───── Extracted information

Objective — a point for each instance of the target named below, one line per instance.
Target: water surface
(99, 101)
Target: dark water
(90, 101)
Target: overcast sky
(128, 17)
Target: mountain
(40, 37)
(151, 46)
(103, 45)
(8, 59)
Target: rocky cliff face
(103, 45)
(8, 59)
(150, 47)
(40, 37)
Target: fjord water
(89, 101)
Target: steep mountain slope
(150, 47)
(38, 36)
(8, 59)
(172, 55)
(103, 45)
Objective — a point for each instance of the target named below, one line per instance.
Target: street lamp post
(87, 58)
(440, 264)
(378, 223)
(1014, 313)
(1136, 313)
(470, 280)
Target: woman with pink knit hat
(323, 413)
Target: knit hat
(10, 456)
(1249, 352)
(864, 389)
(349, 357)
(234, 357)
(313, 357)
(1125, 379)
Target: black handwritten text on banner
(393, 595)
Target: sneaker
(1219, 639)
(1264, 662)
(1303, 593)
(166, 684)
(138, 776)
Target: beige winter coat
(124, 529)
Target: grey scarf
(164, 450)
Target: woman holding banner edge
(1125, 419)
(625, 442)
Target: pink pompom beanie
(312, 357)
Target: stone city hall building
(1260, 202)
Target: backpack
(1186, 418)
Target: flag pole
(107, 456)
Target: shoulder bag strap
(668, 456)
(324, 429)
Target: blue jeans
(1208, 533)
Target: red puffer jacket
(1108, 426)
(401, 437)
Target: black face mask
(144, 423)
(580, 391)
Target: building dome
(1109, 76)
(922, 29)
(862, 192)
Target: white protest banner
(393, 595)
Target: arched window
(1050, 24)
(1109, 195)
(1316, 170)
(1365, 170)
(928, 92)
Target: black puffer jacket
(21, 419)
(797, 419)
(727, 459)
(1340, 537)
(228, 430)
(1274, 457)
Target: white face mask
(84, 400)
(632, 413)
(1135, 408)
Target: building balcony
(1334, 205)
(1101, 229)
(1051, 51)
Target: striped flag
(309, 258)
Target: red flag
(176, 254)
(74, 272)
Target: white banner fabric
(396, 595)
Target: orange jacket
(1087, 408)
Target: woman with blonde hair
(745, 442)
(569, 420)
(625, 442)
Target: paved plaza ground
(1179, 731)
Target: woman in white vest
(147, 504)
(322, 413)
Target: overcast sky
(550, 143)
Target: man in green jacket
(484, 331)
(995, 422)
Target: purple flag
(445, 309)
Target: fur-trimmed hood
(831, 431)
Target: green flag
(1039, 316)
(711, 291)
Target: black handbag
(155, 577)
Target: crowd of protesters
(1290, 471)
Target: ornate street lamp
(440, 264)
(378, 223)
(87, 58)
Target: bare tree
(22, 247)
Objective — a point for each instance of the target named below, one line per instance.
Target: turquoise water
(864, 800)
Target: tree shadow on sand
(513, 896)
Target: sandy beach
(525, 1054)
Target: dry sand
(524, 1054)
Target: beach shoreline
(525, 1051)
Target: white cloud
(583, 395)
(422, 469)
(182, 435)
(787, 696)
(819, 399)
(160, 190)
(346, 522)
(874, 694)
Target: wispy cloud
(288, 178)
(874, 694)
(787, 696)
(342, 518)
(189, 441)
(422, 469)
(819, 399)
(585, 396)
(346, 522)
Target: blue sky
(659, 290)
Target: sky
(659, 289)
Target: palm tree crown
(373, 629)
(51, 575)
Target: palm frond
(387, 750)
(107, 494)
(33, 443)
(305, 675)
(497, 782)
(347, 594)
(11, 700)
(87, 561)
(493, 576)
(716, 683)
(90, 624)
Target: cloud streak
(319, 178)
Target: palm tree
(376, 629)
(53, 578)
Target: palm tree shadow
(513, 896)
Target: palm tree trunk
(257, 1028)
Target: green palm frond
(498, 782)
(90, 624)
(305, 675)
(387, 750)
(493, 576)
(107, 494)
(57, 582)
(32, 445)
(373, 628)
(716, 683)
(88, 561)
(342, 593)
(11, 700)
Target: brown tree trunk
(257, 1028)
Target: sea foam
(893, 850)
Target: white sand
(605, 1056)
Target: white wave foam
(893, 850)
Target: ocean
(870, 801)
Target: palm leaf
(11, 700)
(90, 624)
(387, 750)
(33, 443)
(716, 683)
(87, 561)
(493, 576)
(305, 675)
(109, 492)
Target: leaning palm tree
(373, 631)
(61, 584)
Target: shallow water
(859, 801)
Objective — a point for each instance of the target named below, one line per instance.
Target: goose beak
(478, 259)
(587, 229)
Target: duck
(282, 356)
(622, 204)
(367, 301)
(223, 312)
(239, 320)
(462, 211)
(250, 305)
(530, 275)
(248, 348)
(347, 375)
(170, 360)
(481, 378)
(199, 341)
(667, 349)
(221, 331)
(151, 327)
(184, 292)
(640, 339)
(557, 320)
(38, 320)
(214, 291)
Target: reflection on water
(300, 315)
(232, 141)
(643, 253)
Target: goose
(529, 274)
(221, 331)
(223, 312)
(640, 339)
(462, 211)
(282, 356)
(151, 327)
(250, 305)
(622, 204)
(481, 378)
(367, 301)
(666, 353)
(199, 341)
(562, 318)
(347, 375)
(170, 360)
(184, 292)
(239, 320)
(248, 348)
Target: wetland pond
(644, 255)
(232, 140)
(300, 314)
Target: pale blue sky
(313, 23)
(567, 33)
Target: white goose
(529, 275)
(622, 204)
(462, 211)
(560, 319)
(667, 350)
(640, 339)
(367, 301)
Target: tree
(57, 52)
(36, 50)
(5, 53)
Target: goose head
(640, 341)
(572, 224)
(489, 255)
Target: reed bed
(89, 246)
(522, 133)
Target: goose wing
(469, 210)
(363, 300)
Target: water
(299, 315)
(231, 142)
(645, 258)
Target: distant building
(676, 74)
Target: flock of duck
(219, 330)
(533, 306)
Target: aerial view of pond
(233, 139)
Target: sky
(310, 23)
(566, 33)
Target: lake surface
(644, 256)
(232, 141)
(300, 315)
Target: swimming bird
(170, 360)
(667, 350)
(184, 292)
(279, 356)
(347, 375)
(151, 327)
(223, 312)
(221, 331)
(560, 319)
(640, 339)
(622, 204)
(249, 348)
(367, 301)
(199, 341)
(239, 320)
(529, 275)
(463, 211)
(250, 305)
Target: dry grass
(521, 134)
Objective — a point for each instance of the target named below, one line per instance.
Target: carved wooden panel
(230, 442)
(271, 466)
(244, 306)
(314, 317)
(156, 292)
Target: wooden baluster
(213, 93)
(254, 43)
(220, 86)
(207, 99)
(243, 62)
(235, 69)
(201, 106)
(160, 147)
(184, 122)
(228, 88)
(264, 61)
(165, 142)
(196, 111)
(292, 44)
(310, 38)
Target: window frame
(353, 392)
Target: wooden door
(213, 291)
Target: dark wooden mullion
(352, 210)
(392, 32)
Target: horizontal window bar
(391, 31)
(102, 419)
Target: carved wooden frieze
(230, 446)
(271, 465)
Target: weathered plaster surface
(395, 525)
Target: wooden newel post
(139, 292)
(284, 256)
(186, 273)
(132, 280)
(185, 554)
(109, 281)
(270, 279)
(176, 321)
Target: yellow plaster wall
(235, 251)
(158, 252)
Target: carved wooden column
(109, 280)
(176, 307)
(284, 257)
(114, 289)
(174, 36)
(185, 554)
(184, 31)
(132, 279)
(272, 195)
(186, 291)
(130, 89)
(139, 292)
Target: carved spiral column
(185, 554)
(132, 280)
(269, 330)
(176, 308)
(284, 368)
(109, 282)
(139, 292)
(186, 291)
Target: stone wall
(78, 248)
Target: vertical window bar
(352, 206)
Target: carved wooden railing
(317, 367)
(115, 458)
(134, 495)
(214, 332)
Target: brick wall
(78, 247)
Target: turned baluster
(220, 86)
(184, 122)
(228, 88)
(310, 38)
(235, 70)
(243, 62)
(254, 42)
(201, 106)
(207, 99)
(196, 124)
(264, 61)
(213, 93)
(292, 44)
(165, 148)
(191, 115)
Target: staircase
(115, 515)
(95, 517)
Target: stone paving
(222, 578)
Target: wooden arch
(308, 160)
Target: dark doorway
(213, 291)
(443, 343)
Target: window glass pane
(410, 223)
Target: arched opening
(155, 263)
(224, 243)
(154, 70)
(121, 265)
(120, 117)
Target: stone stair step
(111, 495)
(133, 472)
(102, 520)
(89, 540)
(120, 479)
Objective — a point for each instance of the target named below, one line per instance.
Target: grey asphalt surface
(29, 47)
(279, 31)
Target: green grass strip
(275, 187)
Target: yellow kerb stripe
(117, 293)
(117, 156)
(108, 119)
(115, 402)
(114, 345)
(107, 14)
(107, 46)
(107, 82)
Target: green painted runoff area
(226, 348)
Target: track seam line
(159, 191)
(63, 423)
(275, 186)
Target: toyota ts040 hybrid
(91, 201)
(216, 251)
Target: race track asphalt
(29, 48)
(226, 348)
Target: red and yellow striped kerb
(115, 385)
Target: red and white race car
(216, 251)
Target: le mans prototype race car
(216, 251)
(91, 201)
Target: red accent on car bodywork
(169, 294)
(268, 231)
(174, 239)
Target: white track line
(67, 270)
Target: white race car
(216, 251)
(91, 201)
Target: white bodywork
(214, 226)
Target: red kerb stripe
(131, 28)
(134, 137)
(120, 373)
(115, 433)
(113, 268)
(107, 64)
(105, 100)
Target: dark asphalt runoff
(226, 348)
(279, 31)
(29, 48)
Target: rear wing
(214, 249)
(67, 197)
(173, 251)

──────────

Requirements: Only those lines running from the one containing "Target: yellow plaster wall" through the last line of the data above are to be copied, exactly, with both ends included.

The response:
Target: yellow plaster wall
(235, 251)
(158, 252)
Target: carved wooden column
(109, 280)
(176, 307)
(284, 257)
(114, 289)
(174, 36)
(185, 554)
(184, 31)
(132, 279)
(272, 195)
(186, 291)
(130, 89)
(139, 292)
Target: carved spiral column
(185, 554)
(132, 280)
(269, 330)
(176, 308)
(284, 368)
(109, 282)
(139, 292)
(186, 291)
Target: stone wall
(78, 248)
Target: vertical window bar
(352, 206)
Target: carved wooden railing
(317, 367)
(115, 458)
(134, 495)
(214, 332)
Target: brick wall
(78, 247)
Target: turned baluster
(220, 86)
(184, 122)
(228, 88)
(310, 38)
(235, 70)
(243, 62)
(254, 42)
(201, 106)
(207, 99)
(196, 124)
(264, 61)
(213, 93)
(292, 44)
(165, 148)
(191, 115)
Target: staircase
(115, 515)
(95, 517)
Target: stone paving
(222, 578)
Target: wooden arch
(308, 160)
Target: dark doorway
(213, 291)
(443, 343)
Target: window glass pane
(410, 223)
Target: arched opening
(155, 263)
(224, 243)
(154, 70)
(121, 265)
(120, 117)
Target: stone stair step
(111, 495)
(133, 472)
(102, 520)
(89, 540)
(120, 479)
Objective — a point for each instance of the target named below, one line per instance.
Target: grey asphalt surface
(29, 47)
(279, 31)
Target: green grass strip
(275, 187)
Target: yellow kerb stripe
(117, 293)
(117, 156)
(108, 119)
(115, 402)
(114, 345)
(107, 14)
(107, 46)
(107, 82)
Target: green painted runoff area
(226, 348)
Target: track seam line
(159, 191)
(63, 423)
(275, 186)
Target: toyota ts040 hybrid
(91, 201)
(216, 251)
Target: race track asphalt
(29, 48)
(226, 348)
Target: red and yellow striped kerb
(115, 385)
Target: red and white race car
(216, 251)
Target: le mans prototype race car
(216, 251)
(91, 201)
Target: red accent on car bodywork
(169, 294)
(268, 231)
(174, 239)
Target: white track line
(67, 270)
Target: white race car
(216, 251)
(91, 201)
Target: white bodywork
(214, 226)
Target: red kerb stripe
(131, 28)
(134, 137)
(120, 373)
(115, 433)
(113, 268)
(107, 64)
(105, 100)
Target: dark asphalt runoff
(226, 348)
(279, 31)
(29, 48)
Target: rear wing
(214, 249)
(67, 197)
(173, 251)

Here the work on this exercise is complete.